ENTRIES SUPPLIED –
☆ ☆ ☆ ☆ ☆ ☆ ☆
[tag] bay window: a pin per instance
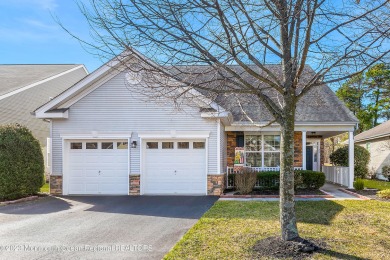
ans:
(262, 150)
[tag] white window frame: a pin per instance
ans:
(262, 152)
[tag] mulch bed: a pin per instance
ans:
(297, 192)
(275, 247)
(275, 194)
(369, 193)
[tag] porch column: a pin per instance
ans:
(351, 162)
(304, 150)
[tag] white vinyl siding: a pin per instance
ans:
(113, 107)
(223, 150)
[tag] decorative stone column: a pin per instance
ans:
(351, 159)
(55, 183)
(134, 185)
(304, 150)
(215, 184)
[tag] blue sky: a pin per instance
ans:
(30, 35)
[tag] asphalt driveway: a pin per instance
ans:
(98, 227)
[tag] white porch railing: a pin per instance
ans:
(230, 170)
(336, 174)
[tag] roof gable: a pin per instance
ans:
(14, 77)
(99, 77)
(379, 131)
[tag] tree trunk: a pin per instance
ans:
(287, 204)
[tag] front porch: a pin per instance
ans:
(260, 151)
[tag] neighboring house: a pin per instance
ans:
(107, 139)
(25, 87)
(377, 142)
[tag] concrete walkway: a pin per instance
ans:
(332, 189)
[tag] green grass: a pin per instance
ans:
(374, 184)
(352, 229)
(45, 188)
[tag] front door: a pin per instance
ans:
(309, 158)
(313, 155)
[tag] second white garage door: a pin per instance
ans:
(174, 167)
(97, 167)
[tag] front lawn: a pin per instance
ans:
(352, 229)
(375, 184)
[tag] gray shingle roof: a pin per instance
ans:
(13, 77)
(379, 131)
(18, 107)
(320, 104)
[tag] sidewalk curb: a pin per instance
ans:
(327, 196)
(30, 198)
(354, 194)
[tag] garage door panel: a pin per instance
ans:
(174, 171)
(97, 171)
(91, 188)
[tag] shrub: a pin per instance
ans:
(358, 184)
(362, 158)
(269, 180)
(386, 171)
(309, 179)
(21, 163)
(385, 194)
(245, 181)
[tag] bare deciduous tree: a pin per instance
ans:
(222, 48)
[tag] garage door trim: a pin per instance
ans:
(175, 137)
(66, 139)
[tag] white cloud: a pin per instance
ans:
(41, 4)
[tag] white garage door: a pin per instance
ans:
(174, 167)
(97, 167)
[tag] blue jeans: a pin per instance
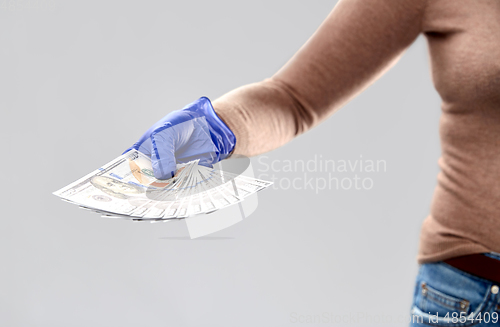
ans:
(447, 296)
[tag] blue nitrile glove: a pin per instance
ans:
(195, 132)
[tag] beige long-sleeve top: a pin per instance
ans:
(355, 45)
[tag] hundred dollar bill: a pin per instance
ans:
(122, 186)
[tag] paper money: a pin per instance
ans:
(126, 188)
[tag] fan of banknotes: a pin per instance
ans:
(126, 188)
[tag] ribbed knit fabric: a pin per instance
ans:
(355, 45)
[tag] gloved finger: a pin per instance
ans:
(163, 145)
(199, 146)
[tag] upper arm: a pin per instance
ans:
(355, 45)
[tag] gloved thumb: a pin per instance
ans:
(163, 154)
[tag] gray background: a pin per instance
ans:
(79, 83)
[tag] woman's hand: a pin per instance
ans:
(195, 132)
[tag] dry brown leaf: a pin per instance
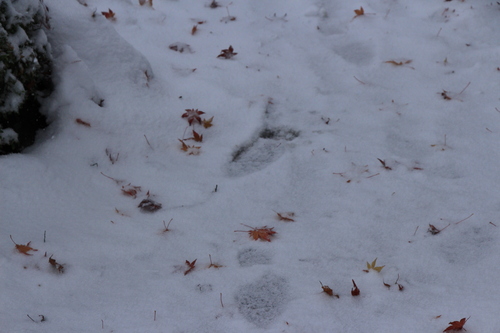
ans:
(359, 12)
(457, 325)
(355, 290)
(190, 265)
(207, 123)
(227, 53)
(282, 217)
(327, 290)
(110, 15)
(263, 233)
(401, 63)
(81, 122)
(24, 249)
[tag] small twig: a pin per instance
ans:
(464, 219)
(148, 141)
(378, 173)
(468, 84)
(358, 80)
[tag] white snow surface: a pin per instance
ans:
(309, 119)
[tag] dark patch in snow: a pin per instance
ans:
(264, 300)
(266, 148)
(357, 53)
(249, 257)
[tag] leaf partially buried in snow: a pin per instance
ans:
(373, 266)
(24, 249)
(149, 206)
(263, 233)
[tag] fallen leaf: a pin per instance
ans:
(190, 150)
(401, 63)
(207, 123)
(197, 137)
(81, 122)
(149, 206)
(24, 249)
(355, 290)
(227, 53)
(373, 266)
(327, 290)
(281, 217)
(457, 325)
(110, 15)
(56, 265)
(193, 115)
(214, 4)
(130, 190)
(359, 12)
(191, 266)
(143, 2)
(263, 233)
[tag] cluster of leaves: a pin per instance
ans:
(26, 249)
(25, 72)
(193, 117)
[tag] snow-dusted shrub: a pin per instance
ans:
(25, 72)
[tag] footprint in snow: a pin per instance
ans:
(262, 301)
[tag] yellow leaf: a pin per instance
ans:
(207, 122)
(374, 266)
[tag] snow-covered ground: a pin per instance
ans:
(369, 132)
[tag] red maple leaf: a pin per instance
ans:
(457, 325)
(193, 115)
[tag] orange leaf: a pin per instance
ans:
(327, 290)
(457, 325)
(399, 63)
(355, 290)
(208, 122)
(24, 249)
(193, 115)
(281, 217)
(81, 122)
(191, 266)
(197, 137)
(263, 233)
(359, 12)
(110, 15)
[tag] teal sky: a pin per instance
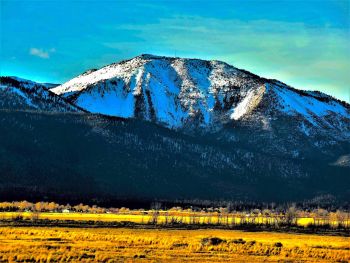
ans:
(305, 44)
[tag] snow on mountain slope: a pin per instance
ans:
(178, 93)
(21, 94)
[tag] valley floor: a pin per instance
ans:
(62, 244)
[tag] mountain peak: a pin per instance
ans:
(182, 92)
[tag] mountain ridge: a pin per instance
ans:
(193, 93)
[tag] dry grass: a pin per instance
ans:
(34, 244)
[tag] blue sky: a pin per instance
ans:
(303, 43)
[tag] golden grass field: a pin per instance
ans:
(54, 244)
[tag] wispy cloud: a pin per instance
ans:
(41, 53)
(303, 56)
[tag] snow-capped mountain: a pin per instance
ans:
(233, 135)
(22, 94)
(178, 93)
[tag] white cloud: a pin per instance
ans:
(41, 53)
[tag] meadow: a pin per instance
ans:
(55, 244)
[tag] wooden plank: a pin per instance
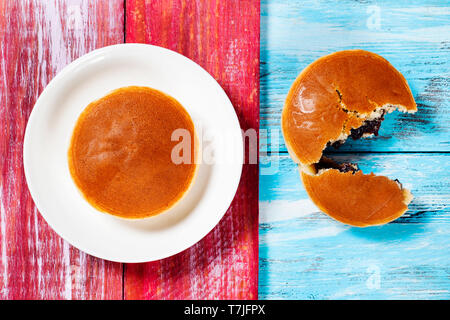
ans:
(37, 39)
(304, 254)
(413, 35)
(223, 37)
☆ ☆ ☆ ☆ ☆ ☆ ☆
TASK OBJECTIVE – Copy all of the records above verbatim, leaving out the pictures.

SOLUTION BELOW –
[tag] bay window: a pin per instance
ans:
(262, 150)
[tag] white window frame: a pin per instance
ans:
(262, 152)
[tag] mulch bed: a pin per instance
ans:
(297, 192)
(275, 247)
(275, 194)
(369, 193)
[tag] porch column: a pin per instance
ans:
(351, 162)
(304, 150)
[tag] white vinyl siding: a pin per instance
ans:
(113, 107)
(223, 150)
[tag] decorative stone column: a pin per instance
ans:
(351, 159)
(55, 183)
(134, 185)
(304, 150)
(215, 184)
[tag] blue sky: a pin per instance
ans:
(30, 35)
[tag] asphalt driveway: a pin per instance
ans:
(98, 227)
[tag] white porch railing: a pin per instance
ans:
(230, 170)
(336, 174)
[tag] roof gable: a pin per instance
ans:
(14, 77)
(99, 77)
(379, 131)
[tag] tree trunk: a pin per instance
ans:
(287, 204)
[tag] front porch: a pin per instance
ans:
(260, 151)
[tag] neighboring house: a pin per instance
ans:
(107, 139)
(25, 87)
(377, 142)
[tag] concrete walkway: a pin per instance
ans:
(332, 189)
[tag] green grass: a pin per instance
ans:
(374, 184)
(352, 229)
(45, 188)
[tag] front door: a pin per instance
ans:
(309, 158)
(313, 155)
[tag] second white garage door: a pin per instance
ans:
(174, 167)
(97, 167)
[tag] front lawn: a pin per instance
ans:
(352, 229)
(375, 184)
[tag] gray shingle roof: a pin per instance
ans:
(13, 77)
(379, 131)
(18, 107)
(320, 104)
[tag] sidewalk curb: a pin per instance
ans:
(327, 196)
(30, 198)
(354, 194)
[tag] garage door panel: a pin per instance
ans:
(174, 171)
(97, 171)
(91, 188)
[tag] shrub: a pin per instance
ans:
(358, 184)
(362, 158)
(269, 180)
(386, 171)
(309, 179)
(21, 163)
(385, 194)
(245, 181)
[tag] bare deciduous tree: a pin per instance
ans:
(222, 48)
[tag] garage door trim: a pin per instance
ans:
(175, 137)
(66, 139)
[tag] white cloud: a pin per instance
ans:
(41, 4)
[tag] white garage door: a pin per instance
ans:
(174, 167)
(97, 167)
[tag] blue jeans: a pin per instance
ans:
(447, 296)
[tag] blue nitrile glove: a pin per instance
ans:
(195, 132)
[tag] beige long-sleeve top: a pin per instance
ans:
(355, 45)
[tag] hundred dollar bill: a pin per instance
ans:
(122, 186)
[tag] paper money: a pin per instance
ans:
(126, 188)
[tag] fan of banknotes: a pin per instance
ans:
(126, 188)
[tag] ribbed knit fabric: a pin per instance
ans:
(355, 45)
[tag] gloved finger: a pin per instance
ans:
(163, 145)
(199, 146)
[tag] upper arm: a pin per instance
ans:
(355, 45)
[tag] gloved thumb: a pin per instance
ans:
(163, 154)
[tag] gray background: a pin per instance
ans:
(79, 83)
[tag] woman's hand: a pin per instance
ans:
(195, 132)
[tag] dry brown leaf: a pin per instance
ans:
(359, 12)
(457, 325)
(355, 290)
(190, 265)
(207, 123)
(227, 53)
(282, 217)
(327, 290)
(110, 15)
(263, 233)
(401, 63)
(81, 122)
(24, 249)
[tag] small twig: a pin per instance
ans:
(464, 219)
(148, 141)
(378, 173)
(468, 84)
(358, 80)
[tag] white snow surface: a pin per instance
ans:
(309, 119)
[tag] dark patch in snow: a pin per instance
ans:
(264, 300)
(266, 148)
(357, 53)
(249, 257)
[tag] leaf partially buried in snow: a pin per instance
ans:
(373, 266)
(24, 249)
(149, 206)
(263, 233)
[tag] fallen leaf: a pin per instance
ans:
(190, 150)
(401, 63)
(207, 123)
(197, 137)
(81, 122)
(149, 206)
(24, 249)
(355, 290)
(227, 53)
(373, 266)
(327, 290)
(281, 217)
(457, 325)
(110, 15)
(56, 265)
(193, 115)
(214, 4)
(130, 190)
(359, 12)
(191, 266)
(143, 2)
(263, 233)
[tag] cluster of leaves: a pin per instance
ans:
(26, 249)
(25, 72)
(193, 117)
[tag] snow-dusted shrub: a pin per instance
ans:
(25, 72)
[tag] footprint in snow: a pin per instance
ans:
(262, 301)
[tag] yellow leaf: a pin per instance
ans:
(207, 122)
(374, 266)
[tag] snow-covered ground: a pin per instance
ans:
(369, 132)
[tag] red maple leaf: a pin per instance
ans:
(457, 325)
(193, 115)
[tag] orange leaf: a pin per instance
ans:
(327, 290)
(457, 325)
(399, 63)
(355, 290)
(208, 122)
(24, 249)
(193, 115)
(281, 217)
(81, 122)
(191, 266)
(197, 137)
(263, 233)
(359, 12)
(110, 15)
[tag] teal sky: a pin per instance
ans:
(305, 44)
[tag] snow on mountain slope: a pin per instance
ans:
(178, 93)
(21, 94)
[tag] valley floor: a pin per instance
ans:
(62, 244)
[tag] mountain peak: a pin per instance
ans:
(182, 92)
[tag] mountain ridge: a pin per instance
ans:
(193, 93)
[tag] dry grass: a pin per instance
ans:
(34, 244)
[tag] blue sky: a pin per instance
ans:
(303, 43)
[tag] golden grass field: a pin per instance
ans:
(54, 244)
[tag] wispy cloud: a pin per instance
ans:
(41, 53)
(303, 56)
[tag] snow-capped mountain: a pin per instance
ans:
(233, 135)
(22, 94)
(178, 93)
[tag] white cloud: a pin per instance
ans:
(41, 53)
[tag] meadow: a pin per instance
ans:
(55, 244)
[tag] wooden plank: a pin per instance
ans:
(37, 39)
(304, 254)
(413, 35)
(223, 37)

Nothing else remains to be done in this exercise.